Copy the rows line for line, starting at the line that contains "Please place a dot on the man's mouth, one" and ending with the last line of the rows.

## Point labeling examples
>> Start
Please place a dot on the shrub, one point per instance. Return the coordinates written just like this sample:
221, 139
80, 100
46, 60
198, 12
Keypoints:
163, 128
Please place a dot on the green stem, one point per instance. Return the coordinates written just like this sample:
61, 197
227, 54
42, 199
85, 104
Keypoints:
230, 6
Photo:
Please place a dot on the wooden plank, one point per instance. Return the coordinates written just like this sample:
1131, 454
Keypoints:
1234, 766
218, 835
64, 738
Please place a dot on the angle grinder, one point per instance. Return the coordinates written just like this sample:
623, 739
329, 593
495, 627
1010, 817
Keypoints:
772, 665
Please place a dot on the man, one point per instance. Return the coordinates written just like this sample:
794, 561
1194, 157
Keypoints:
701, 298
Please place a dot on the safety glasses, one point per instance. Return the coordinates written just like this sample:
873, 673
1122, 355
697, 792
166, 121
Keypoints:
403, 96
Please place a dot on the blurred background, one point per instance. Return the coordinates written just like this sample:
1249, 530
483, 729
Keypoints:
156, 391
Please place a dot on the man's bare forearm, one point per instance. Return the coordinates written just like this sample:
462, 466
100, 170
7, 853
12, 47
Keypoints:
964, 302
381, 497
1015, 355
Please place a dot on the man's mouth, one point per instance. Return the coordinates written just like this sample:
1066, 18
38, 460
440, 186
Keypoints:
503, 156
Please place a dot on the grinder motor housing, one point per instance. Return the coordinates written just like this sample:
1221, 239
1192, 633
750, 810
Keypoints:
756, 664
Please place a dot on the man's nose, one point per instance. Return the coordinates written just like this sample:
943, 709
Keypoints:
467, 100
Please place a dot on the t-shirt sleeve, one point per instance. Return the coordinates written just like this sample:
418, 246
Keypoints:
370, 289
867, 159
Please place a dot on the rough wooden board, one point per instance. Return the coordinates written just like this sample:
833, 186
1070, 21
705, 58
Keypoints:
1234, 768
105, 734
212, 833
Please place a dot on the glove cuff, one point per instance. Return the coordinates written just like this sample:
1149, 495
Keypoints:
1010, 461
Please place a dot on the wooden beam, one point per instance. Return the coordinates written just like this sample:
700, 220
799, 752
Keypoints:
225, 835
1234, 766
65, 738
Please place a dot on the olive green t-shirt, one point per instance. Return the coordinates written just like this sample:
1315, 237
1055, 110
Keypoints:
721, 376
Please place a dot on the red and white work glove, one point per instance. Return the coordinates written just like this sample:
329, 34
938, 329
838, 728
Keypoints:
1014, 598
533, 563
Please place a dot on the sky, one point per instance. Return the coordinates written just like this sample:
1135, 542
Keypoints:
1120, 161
>> End
## Result for this exercise
Please place a dot on the man's mouth, one point per instance. Return the coordinates written just like this sample:
1066, 18
38, 460
440, 186
Keypoints:
503, 156
Please place a dot on the grinder motor housing, one point per instance. Return the coordinates written just like this sample:
1221, 239
1192, 633
750, 810
Keypoints:
756, 664
Please place a dot on the man's nose, one point per instance. Return the coordinates written just like this sample:
943, 709
Keypoints:
467, 100
Please place a dot on the t-shirt sleeve, one point per instance. Return the coordinates written just like this sample:
418, 246
Keypoints:
370, 289
867, 159
Please place a dot on the rough wooden board, one point per instance. Return the coordinates written just like this sample:
833, 186
1070, 21
705, 58
Keypoints:
1234, 768
105, 734
212, 833
Please place a dot on the glove cuff, one point per instance. Return the coordinates written just like this sample:
1149, 495
Keypoints:
1010, 461
Please place a dot on the wooden beam, one point per instance. Return the coordinates written just like this sample:
700, 220
799, 752
Keypoints:
225, 835
1234, 766
65, 738
Please place a dot on the olive green t-shirt, one point per instance. Return the coordinates written just like this sample:
1315, 237
1055, 110
Keypoints:
721, 376
Please place a dot on the red and white work glove, one point per instance. Return the coordinates written just like this sample:
329, 34
938, 329
838, 728
Keypoints:
1014, 598
533, 563
Please place a dot on the sky, one point per instance. Return the coordinates written just like this sample:
1135, 542
Keypoints:
1120, 161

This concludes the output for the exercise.